Every record should be written out exactly, with the pictures left out.

BEGIN

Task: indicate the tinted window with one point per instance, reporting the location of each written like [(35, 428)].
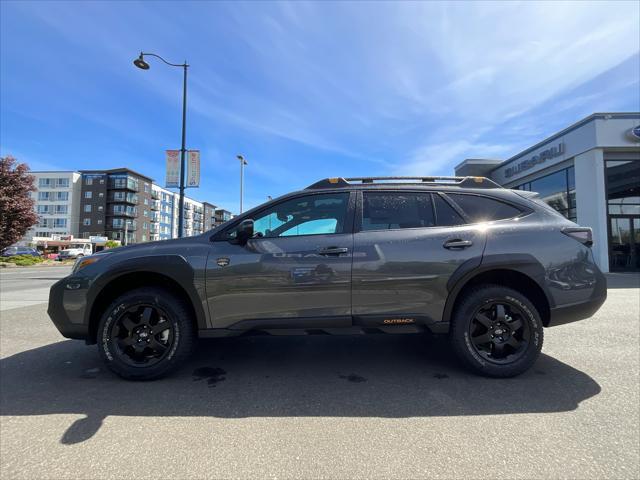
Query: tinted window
[(446, 216), (483, 209), (310, 215), (390, 210)]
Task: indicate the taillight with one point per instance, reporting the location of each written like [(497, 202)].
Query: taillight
[(581, 234)]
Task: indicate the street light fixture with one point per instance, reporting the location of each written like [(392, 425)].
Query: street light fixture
[(140, 63), (243, 162)]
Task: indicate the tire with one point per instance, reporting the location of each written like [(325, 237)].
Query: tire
[(146, 334), (496, 331)]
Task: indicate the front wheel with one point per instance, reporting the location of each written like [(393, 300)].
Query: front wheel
[(496, 331), (146, 333)]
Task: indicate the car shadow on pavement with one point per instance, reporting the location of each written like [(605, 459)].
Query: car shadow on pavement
[(357, 376)]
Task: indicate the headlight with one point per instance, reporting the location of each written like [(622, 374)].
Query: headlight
[(84, 262)]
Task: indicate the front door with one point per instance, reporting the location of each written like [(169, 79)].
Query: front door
[(407, 247), (624, 243), (294, 273)]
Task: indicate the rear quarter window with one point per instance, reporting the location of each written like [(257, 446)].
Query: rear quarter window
[(484, 209)]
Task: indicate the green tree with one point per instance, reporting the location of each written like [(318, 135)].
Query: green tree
[(16, 204)]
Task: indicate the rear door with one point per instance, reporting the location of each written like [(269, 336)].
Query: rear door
[(294, 273), (407, 244)]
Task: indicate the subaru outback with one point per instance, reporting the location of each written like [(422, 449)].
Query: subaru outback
[(461, 256)]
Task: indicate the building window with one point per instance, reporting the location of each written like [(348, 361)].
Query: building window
[(623, 209), (557, 189)]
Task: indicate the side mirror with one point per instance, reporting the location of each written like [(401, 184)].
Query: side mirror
[(244, 232)]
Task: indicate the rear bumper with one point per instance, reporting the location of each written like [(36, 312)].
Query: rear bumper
[(67, 306), (579, 311)]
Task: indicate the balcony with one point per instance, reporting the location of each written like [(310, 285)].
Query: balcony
[(130, 212), (124, 184), (117, 226), (122, 197)]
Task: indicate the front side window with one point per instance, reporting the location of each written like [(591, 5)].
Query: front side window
[(483, 209), (394, 210), (309, 215)]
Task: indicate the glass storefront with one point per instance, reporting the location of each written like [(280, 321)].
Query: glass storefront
[(557, 189), (623, 209)]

END

* **Result of the exercise**:
Task: indicate the tinted window with one point per instance, reporting the location of each written like [(35, 428)].
Query: tinted window
[(446, 216), (483, 209), (310, 215), (390, 210)]
Task: indicate the taillight with one point per instance, reporting the location of each written like [(497, 202)].
Query: taillight
[(581, 234)]
Task: indicate the street light fixture with one point per instance, reporting the location of each written like [(392, 425)].
Query: street light fixture
[(140, 63), (243, 162)]
Task: indicate the tire with one point per instance, reporting the location of each written like [(325, 237)].
Query: tire
[(146, 334), (496, 331)]
Task: indicate the front wheel with one point per instance, reporting the location of each written like [(393, 300)].
Query: front wheel
[(496, 331), (146, 333)]
Task: indicate the car shadow on pavement with one point per instance, reporting the location of each written like [(605, 459)].
Query: car shadow on pavement
[(357, 376)]
Task: indicate the headlight with one point per instance, reporting the location of each written like [(622, 374)].
Query: headlight
[(84, 262)]
Task: indicate the front door with one point per instance, reporting the location of each written like [(169, 79)].
Query: front door
[(407, 247), (624, 243), (294, 273)]
Task: indicate the rear quarter window with one point per instance, reporting the location of each written like [(257, 446)].
Query: rear quarter window
[(484, 209)]
Task: indicate the green tree with one point per instance, reporting the location of each written like [(318, 135)].
Query: green tree
[(16, 204)]
Task: indicate the rear door with one point per instance, reporting the location of each written like [(269, 336)].
Query: rear door
[(294, 273), (407, 244)]
Task: indicate the subaru outback with one point per instance, reporting the location of each written like [(422, 449)].
Query: subaru outback
[(461, 256)]
Task: indicate the building window with one point per instance, reporting the location of each written like [(348, 361)].
Query: building window
[(623, 209), (557, 189)]
Task: indicate the side mirror with one point per instance, reporting the location of each written like [(401, 184)].
Query: side mirror
[(244, 232)]
Task: indicate the rear bumper with one point per instance, reporting the location of each written like [(36, 312)].
Query: rear bumper
[(67, 306), (579, 311)]
Task: indicate the balcony with one point per instance, reporting the location of each written like [(310, 285)].
Query: balcony
[(130, 212), (124, 184), (117, 226), (122, 197)]
Task: indicate the front side window with one point per instance, reporting the location of each written like [(591, 5)].
Query: front side window
[(483, 209), (394, 210), (309, 215)]
Task: indicate the glass storefront with one point per instance, reporting the location of each written like [(280, 321)].
Query: glass storefront
[(557, 189), (623, 209)]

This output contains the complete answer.